-------- Excerpt provided

The Radeon RX Vega series is a series of graphics processors developed by AMD. These GPUs use the Graphics Core Next (GCN) 5th generation architecture, codenamed Vega, and are manufactured on 14 nm FinFET technology, developed by Samsung Electronics and licensed to GlobalFoundries. The series consists of desktop graphics cards and APUs aimed at desktops, mobile devices, and embedded applications.

The lineup was released on 14 August 2017. It included the RX Vega 56 and the RX Vega 64, priced at $399 and $499 respectively. These were followed by two mobile APUs, the Ryzen 2500U and Ryzen 2700U, in October 2017. February 2018 saw the release of two desktop APUs, the Ryzen 3 2200G and the Ryzen 5 2400G, and the Ryzen Embedded V1000 line of APUs. In September 2018 AMD announced several Vega APUs in their Athlon line of products. Later in January 2019, the Radeon VII was announced based on the 7nm FinFET node manufactured by TSMC.

History 
The Vega microarchitecture was AMD's high-end graphics cards line, and is the successor to the R9 300 series enthusiast Fury products. Partial specifications of the architecture and Vega 10 GPU were announced with the Radeon Instinct MI25 in December 2016. AMD later released the details of the Vega architecture.

Announcement 
Vega was originally announced at AMD's CES 2017 presentation on 5 January 2017, alongside the Zen line of CPUs.

New features 

Vega targets increased instructions per clock, higher clock speeds, and support for HBM2.

AMD's Vega has new memory hierarchy with high-bandwidth cache and its controller.

Support for HBM2 featuring double the bandwidth-per-pin over previous generation HBM. HBM2 allows for higher capacities with less than half the footprint of GDDR5 memory. Vega architecture is optimized for streaming very large datasets and can work with a variety of memory types with up to 512TB of virtual address space.

Primitive shader for improved geometry processing. Replaces vertex and geometry shaders in geometry processing pipelines with a more programmable single stage. The primitive shader  stage is more efficient, introduces intelligent load balancing technologies and higher throughput.

----------------
-------- Stored records

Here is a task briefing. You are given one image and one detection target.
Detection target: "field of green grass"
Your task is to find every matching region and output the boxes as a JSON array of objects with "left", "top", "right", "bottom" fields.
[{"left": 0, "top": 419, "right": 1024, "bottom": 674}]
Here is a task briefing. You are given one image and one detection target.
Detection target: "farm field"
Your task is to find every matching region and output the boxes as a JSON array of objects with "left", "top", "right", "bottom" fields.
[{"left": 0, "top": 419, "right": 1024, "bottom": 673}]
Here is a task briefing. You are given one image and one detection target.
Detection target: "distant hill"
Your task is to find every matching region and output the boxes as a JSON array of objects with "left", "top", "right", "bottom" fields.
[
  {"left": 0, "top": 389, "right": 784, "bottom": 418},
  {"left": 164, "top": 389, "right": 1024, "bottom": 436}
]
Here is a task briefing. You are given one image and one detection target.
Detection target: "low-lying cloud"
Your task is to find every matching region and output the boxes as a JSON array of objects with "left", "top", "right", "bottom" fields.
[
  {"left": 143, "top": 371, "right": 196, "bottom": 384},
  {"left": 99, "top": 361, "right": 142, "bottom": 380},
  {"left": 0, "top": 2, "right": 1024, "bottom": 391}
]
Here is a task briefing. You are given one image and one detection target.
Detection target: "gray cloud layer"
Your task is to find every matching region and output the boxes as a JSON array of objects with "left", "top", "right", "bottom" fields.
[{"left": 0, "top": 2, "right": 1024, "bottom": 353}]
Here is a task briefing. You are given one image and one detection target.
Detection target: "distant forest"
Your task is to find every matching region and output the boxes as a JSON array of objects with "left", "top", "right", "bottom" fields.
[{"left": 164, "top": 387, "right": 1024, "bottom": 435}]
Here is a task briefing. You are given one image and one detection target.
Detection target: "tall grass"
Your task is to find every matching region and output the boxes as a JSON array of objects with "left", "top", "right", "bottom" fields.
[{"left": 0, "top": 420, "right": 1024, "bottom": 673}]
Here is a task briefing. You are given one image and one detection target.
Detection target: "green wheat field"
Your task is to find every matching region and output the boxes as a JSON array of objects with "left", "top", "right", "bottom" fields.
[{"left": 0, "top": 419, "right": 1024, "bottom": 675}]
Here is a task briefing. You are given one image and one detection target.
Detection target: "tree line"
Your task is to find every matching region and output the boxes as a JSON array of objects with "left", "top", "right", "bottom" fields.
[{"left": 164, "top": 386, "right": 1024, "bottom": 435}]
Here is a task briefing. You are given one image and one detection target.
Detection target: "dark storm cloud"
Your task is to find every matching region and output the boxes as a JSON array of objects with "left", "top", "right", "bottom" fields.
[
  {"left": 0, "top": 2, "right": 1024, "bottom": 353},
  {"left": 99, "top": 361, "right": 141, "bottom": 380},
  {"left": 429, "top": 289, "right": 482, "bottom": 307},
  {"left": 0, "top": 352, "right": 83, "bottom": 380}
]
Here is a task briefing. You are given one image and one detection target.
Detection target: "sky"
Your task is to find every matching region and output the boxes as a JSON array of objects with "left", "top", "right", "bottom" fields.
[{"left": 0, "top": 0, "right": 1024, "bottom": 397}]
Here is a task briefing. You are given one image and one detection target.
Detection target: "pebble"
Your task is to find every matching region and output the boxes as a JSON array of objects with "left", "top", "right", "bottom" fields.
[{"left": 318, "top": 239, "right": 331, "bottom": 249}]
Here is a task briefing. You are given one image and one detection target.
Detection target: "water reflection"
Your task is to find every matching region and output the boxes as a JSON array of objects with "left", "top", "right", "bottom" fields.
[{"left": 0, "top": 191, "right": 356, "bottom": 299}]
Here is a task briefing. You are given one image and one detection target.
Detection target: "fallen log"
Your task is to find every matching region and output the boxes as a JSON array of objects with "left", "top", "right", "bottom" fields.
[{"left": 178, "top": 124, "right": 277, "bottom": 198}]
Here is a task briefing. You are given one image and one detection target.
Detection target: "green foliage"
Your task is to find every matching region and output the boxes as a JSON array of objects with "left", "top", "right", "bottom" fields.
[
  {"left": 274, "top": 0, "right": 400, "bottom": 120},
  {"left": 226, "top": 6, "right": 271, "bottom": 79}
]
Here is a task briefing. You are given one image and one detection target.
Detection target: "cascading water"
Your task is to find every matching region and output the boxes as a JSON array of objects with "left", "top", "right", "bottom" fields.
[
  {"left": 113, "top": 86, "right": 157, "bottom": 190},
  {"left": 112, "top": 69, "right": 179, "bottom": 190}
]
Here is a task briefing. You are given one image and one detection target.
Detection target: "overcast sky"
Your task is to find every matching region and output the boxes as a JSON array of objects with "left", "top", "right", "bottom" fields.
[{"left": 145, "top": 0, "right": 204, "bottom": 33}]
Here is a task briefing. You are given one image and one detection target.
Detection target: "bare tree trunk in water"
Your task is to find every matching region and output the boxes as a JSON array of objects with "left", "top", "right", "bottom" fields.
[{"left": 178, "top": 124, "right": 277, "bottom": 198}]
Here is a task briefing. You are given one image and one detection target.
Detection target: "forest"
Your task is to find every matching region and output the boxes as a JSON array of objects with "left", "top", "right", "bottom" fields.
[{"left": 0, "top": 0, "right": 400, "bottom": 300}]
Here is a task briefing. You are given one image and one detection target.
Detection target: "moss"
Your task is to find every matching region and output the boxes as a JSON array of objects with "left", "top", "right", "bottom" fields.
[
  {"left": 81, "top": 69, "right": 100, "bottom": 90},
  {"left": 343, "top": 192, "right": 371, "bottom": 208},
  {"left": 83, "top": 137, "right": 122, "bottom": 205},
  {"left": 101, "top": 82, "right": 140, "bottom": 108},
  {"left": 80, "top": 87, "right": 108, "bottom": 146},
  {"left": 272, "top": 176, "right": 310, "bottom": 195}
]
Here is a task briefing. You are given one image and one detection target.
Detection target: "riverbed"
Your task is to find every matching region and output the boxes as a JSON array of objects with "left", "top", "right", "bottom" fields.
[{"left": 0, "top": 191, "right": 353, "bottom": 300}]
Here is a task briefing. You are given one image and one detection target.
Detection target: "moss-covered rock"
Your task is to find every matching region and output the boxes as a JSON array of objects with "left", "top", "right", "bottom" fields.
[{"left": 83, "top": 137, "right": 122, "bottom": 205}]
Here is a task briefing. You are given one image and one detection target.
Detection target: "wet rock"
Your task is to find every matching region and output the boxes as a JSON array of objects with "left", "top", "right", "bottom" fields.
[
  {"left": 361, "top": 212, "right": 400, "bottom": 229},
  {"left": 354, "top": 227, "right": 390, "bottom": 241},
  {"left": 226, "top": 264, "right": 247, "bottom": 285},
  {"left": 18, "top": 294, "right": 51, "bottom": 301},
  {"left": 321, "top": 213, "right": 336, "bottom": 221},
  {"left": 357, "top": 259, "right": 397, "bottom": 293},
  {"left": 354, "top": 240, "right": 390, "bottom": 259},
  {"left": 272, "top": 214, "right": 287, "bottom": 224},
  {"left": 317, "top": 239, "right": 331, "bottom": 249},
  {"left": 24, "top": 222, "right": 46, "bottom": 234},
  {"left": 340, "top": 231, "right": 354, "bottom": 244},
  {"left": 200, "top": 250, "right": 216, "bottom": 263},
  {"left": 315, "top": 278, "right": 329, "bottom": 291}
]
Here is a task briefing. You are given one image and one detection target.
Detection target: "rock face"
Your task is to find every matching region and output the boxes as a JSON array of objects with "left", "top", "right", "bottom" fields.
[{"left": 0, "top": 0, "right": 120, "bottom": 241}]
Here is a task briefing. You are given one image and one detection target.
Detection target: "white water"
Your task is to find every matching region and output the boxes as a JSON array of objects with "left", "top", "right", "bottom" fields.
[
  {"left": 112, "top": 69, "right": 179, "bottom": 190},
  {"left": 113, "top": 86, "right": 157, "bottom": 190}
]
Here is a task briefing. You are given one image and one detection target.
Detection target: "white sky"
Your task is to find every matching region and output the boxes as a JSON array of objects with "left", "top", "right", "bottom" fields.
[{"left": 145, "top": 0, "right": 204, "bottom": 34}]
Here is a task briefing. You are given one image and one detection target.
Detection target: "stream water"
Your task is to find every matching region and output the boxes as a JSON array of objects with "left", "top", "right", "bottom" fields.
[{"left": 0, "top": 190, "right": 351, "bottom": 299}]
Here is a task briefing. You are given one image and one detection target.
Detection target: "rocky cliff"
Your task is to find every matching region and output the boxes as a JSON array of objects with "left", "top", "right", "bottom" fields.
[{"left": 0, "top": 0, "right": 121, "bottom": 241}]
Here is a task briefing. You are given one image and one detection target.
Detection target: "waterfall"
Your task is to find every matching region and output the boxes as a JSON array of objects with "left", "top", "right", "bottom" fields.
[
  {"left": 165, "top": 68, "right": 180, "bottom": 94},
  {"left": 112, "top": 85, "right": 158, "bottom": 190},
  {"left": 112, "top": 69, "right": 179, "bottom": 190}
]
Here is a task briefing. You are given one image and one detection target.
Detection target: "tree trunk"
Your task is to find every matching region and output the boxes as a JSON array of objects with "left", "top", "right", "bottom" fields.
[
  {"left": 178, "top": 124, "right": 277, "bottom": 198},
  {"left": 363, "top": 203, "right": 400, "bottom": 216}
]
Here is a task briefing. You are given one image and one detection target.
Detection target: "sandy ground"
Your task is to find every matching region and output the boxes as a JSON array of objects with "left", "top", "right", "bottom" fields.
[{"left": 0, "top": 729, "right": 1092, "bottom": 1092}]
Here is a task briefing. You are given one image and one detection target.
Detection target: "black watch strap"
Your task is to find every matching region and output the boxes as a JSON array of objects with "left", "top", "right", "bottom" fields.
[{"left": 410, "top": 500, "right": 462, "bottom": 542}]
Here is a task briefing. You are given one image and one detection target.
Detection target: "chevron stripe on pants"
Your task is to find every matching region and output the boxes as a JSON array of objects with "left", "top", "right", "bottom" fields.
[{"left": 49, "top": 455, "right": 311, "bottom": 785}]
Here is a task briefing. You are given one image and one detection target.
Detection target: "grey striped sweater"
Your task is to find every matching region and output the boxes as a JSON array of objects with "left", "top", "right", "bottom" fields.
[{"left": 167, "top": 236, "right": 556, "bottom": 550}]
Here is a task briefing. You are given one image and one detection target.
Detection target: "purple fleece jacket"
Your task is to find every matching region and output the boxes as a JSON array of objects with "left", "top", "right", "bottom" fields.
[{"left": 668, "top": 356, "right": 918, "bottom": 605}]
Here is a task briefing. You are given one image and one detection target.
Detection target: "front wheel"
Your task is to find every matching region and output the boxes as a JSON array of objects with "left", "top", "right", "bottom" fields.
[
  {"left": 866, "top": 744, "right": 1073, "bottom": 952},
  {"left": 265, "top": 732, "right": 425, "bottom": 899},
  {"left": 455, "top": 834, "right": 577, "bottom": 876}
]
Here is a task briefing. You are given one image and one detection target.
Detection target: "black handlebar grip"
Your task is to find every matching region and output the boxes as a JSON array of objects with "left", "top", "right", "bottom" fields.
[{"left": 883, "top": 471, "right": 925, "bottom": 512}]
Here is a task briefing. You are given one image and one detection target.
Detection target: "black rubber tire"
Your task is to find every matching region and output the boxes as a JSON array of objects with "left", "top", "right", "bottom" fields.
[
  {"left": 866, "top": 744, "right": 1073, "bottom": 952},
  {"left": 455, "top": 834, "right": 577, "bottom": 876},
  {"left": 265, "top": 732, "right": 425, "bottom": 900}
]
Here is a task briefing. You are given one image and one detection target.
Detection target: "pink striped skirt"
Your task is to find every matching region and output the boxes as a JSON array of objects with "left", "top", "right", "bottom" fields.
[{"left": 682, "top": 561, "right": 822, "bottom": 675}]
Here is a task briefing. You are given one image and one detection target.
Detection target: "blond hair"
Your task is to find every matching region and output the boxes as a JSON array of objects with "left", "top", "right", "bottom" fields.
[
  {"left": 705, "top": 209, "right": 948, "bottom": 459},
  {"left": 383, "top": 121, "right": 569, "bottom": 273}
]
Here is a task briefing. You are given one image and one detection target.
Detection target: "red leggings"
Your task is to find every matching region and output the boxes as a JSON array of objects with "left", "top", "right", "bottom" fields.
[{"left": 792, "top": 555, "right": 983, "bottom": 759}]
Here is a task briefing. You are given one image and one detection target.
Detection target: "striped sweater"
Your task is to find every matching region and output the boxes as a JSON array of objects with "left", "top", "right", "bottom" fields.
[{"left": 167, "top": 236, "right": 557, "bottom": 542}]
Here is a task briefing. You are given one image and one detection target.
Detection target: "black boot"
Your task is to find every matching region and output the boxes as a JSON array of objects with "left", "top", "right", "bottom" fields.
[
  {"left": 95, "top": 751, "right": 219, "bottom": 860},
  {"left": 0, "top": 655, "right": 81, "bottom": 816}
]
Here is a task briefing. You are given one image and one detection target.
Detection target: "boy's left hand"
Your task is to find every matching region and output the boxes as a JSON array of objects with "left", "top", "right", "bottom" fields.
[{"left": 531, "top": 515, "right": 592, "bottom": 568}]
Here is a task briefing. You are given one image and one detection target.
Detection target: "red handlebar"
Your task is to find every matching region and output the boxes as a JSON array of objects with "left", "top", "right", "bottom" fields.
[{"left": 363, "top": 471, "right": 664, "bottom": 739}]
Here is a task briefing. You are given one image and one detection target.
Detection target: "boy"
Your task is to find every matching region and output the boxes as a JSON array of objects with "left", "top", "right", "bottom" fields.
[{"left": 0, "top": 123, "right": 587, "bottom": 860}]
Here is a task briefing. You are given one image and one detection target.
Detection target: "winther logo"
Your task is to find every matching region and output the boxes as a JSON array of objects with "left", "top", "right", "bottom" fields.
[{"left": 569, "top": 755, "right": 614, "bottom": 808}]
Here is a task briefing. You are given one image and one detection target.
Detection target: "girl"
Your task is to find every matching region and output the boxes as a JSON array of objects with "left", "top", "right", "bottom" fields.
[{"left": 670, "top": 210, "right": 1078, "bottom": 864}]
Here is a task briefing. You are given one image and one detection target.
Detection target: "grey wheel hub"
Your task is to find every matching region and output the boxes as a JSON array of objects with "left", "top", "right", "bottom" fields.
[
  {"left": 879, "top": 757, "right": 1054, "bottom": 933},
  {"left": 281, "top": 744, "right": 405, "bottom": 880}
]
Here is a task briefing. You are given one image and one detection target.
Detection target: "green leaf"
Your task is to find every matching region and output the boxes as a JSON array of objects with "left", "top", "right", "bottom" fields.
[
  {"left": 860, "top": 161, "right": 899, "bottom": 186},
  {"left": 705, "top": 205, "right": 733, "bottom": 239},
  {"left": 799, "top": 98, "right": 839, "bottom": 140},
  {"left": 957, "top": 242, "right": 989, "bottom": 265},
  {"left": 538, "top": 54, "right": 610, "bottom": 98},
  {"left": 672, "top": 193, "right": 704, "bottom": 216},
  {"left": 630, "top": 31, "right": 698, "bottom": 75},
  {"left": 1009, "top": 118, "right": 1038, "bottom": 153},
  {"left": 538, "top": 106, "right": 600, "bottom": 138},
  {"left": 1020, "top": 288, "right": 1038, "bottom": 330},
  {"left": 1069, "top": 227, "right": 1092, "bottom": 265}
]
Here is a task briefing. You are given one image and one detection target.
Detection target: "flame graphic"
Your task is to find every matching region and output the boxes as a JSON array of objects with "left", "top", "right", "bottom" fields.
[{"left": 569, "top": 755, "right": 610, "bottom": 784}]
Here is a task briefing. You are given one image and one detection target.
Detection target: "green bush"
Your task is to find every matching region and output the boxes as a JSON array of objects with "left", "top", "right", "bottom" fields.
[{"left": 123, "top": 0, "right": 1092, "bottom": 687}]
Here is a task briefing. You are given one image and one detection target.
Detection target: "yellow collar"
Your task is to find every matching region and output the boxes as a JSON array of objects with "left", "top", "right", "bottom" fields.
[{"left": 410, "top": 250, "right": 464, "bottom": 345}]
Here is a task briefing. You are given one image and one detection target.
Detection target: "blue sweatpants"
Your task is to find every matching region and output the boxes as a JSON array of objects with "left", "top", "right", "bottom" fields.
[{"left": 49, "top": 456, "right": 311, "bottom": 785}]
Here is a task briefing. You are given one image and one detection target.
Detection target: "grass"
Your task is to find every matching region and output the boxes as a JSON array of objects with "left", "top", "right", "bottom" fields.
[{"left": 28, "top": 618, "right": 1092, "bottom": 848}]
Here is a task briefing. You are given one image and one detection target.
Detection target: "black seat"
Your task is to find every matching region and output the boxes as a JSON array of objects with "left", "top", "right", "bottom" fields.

----------------

Short problem = Quote the Radeon RX Vega text from "Support for HBM2 featuring" up to and including "and higher throughput.". The entries have no connection to the Radeon RX Vega text.

Reply =
Support for HBM2 featuring double the bandwidth-per-pin over previous generation HBM. HBM2 allows for higher capacities with less than half the footprint of GDDR5 memory. Vega architecture is optimized for streaming very large datasets and can work with a variety of memory types with up to 512TB of virtual address space.

Primitive shader for improved geometry processing. Replaces vertex and geometry shaders in geometry processing pipelines with a more programmable single stage. The primitive shader  stage is more efficient, introduces intelligent load balancing technologies and higher throughput.